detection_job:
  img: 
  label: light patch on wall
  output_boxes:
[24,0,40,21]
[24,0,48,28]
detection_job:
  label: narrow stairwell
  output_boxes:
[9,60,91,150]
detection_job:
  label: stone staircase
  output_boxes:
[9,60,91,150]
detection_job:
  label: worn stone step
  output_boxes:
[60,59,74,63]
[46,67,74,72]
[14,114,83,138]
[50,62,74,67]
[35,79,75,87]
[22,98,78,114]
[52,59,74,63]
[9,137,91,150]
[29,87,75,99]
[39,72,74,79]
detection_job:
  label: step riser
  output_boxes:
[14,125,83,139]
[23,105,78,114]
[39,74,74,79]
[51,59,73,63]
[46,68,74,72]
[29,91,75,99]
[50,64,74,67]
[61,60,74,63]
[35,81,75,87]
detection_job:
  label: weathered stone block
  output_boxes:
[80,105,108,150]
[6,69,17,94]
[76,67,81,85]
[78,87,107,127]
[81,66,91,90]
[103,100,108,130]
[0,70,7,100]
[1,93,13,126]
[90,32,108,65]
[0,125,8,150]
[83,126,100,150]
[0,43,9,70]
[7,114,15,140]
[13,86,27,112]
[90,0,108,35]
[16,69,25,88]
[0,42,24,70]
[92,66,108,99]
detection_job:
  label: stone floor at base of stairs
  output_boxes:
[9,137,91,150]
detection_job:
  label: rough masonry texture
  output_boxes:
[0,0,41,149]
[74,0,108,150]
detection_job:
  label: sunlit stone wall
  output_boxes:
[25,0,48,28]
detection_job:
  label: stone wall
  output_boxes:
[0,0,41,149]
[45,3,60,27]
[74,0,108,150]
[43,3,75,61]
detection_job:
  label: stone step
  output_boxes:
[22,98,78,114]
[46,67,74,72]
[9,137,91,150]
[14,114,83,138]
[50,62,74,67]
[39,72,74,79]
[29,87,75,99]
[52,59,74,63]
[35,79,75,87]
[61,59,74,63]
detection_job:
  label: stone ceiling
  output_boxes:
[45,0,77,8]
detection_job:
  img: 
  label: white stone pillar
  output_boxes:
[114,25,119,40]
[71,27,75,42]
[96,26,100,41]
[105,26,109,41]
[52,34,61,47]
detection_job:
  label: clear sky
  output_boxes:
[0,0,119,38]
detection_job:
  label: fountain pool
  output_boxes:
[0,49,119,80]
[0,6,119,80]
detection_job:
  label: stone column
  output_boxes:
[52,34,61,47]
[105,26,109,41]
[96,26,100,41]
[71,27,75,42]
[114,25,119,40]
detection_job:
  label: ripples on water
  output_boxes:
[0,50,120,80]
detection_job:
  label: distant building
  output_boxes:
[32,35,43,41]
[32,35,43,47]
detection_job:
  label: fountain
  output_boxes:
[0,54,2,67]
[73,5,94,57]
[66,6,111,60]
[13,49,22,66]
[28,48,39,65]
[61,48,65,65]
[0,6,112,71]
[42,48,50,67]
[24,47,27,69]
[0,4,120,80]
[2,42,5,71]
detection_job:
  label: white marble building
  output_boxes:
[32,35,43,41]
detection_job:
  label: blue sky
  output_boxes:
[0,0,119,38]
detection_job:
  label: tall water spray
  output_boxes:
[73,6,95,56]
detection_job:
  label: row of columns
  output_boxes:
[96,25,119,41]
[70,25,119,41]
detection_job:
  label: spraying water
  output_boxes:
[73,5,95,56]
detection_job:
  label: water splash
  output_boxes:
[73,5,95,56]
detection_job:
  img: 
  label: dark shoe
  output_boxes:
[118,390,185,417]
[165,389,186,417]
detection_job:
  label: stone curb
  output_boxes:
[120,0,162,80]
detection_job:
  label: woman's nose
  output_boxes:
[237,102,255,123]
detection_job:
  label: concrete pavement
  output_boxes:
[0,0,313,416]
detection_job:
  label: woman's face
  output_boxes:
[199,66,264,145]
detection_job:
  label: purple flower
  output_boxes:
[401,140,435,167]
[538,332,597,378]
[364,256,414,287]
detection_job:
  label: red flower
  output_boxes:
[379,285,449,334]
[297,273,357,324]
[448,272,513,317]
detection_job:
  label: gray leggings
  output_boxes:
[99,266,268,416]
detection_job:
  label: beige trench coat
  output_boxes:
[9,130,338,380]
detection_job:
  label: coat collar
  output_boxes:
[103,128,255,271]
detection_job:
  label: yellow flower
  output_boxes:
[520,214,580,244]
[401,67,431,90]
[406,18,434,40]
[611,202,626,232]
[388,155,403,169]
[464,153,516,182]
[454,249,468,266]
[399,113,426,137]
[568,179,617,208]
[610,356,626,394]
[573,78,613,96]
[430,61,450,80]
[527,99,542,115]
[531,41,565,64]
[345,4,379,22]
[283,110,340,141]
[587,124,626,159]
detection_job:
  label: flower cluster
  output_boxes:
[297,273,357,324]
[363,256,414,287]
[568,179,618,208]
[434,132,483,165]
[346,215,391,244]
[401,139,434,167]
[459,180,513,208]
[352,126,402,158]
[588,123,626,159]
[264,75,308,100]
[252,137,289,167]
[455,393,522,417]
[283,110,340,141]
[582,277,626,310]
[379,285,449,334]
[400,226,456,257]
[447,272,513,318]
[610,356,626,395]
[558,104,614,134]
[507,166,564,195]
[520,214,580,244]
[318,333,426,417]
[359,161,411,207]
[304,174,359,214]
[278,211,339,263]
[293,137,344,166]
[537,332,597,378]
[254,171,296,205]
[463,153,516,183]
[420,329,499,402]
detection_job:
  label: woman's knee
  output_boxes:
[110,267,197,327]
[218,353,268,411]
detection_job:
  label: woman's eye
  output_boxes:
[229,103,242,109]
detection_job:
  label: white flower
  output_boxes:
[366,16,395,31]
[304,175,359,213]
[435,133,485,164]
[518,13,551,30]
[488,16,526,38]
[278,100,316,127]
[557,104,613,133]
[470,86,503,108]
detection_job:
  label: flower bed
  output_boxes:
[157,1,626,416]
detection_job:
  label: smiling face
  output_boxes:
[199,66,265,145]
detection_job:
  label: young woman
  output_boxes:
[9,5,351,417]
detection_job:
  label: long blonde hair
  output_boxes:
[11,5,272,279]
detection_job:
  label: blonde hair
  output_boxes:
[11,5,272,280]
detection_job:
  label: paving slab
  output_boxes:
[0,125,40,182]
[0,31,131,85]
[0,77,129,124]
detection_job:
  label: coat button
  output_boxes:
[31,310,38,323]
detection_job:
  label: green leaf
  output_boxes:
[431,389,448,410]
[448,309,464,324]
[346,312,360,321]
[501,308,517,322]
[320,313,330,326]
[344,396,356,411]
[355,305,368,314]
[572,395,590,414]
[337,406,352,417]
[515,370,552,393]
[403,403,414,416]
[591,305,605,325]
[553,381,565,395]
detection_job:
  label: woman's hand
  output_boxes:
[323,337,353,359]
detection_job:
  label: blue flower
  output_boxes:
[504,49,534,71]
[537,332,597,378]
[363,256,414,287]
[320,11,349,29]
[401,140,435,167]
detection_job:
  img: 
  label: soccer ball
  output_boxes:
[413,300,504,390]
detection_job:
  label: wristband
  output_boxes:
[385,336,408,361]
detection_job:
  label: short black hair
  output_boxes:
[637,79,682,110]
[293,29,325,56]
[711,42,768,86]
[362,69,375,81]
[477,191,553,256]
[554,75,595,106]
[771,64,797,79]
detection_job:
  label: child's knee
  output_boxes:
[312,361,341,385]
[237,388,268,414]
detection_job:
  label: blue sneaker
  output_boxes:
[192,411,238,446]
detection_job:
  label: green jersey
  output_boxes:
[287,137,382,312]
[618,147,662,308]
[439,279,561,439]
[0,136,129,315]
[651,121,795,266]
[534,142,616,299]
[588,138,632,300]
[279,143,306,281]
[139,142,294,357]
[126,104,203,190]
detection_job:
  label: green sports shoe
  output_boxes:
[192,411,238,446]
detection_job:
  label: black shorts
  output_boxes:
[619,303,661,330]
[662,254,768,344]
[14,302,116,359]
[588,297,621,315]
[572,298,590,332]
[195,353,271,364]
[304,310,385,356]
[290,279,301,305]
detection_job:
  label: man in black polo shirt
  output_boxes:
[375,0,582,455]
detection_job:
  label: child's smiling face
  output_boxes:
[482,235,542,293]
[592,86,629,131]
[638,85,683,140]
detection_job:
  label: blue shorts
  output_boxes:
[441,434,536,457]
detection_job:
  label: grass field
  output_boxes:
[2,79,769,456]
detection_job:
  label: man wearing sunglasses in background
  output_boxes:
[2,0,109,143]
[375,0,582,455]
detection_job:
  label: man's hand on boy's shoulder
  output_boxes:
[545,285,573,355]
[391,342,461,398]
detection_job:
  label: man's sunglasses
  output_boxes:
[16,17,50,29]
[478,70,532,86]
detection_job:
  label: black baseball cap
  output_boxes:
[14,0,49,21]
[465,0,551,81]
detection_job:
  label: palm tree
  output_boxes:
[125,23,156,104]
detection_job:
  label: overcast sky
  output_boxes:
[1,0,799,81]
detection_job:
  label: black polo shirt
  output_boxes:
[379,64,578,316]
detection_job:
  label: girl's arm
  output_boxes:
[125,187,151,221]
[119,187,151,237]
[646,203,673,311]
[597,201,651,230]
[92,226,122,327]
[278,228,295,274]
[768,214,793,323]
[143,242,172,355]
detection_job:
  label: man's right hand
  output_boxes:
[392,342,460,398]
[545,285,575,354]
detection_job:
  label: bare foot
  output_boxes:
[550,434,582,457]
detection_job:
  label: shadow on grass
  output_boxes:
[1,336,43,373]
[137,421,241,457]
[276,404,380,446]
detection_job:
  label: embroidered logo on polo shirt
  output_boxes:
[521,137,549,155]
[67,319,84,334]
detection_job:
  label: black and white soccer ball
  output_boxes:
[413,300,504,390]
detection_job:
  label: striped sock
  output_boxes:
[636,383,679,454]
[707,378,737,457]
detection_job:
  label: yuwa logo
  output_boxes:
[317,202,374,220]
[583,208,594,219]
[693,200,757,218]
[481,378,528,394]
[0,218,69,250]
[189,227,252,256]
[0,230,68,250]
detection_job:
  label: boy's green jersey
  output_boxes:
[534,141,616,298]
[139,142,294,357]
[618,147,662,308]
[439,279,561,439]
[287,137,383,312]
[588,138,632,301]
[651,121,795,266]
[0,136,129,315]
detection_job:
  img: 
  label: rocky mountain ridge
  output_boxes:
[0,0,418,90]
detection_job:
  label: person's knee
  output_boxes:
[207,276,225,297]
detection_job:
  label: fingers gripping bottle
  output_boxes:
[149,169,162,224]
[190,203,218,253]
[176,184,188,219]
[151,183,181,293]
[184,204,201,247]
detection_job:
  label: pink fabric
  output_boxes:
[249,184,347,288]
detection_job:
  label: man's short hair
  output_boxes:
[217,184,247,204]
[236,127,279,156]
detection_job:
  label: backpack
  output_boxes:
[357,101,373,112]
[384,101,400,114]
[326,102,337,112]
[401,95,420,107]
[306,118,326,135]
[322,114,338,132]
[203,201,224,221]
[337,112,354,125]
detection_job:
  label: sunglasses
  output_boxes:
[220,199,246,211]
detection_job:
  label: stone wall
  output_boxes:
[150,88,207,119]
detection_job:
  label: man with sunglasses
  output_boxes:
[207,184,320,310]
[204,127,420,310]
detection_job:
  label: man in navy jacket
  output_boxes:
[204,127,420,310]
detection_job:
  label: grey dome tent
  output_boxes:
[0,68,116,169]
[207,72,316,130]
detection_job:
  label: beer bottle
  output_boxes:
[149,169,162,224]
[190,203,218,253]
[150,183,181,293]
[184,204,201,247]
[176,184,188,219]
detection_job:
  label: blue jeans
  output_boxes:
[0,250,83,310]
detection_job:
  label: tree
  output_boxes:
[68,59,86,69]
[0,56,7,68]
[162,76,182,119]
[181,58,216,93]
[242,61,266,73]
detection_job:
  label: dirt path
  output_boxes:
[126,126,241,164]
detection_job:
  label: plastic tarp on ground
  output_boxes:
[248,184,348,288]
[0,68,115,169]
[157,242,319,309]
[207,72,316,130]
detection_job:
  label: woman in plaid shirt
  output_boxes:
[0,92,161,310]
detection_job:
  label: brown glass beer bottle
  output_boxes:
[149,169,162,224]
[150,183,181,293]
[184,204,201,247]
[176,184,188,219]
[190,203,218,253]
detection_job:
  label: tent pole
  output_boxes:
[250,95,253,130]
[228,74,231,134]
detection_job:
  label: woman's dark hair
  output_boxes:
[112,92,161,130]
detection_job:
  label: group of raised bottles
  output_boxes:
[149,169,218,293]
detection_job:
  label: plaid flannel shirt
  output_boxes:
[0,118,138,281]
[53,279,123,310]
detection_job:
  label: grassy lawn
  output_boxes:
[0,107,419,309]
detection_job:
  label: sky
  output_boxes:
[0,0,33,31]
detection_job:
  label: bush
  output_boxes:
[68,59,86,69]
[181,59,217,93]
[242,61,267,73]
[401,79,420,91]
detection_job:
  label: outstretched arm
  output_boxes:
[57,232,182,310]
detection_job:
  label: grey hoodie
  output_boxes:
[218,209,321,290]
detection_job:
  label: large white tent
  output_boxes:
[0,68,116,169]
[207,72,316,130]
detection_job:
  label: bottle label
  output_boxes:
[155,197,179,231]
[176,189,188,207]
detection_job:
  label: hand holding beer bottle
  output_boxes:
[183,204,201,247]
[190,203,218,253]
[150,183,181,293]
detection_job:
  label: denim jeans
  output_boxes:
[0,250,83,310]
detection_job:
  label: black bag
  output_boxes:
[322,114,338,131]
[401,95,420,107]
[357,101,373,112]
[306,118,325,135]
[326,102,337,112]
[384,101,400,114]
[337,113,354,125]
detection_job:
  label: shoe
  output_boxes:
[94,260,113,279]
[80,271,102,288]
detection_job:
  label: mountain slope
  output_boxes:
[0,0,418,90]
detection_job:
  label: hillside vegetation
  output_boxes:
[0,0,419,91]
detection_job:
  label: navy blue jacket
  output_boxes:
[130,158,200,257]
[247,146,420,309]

:::::

* **ACTIVITY**:
Within the listing above, give again exactly every line from the line with "label: concrete pavement" through the line with "label: flower cluster", both included, and no other line.

* **ANSWER TO THE EXERCISE**:
  label: concrete pavement
  output_boxes:
[0,0,313,416]
detection_job:
  label: woman's face
  output_boxes:
[199,66,264,145]
detection_job:
  label: purple flower
  output_boxes:
[401,140,435,167]
[538,332,597,378]
[364,256,414,287]
detection_job:
  label: red flower
  output_boxes:
[379,285,449,334]
[297,273,357,324]
[448,272,513,317]
detection_job:
  label: gray leggings
  output_boxes:
[99,266,268,416]
detection_job:
  label: beige trench coat
  output_boxes:
[9,130,338,380]
detection_job:
  label: coat collar
  output_boxes:
[103,128,255,271]
detection_job:
  label: yellow flower
  output_boxes:
[520,214,580,244]
[401,67,431,90]
[406,18,434,40]
[611,202,626,232]
[388,155,403,169]
[464,153,516,182]
[454,249,468,266]
[399,113,426,137]
[568,179,617,208]
[610,356,626,394]
[573,78,613,96]
[430,61,450,80]
[527,99,542,115]
[531,41,565,64]
[345,4,379,22]
[283,110,340,141]
[587,124,626,159]
detection_job:
  label: flower cluster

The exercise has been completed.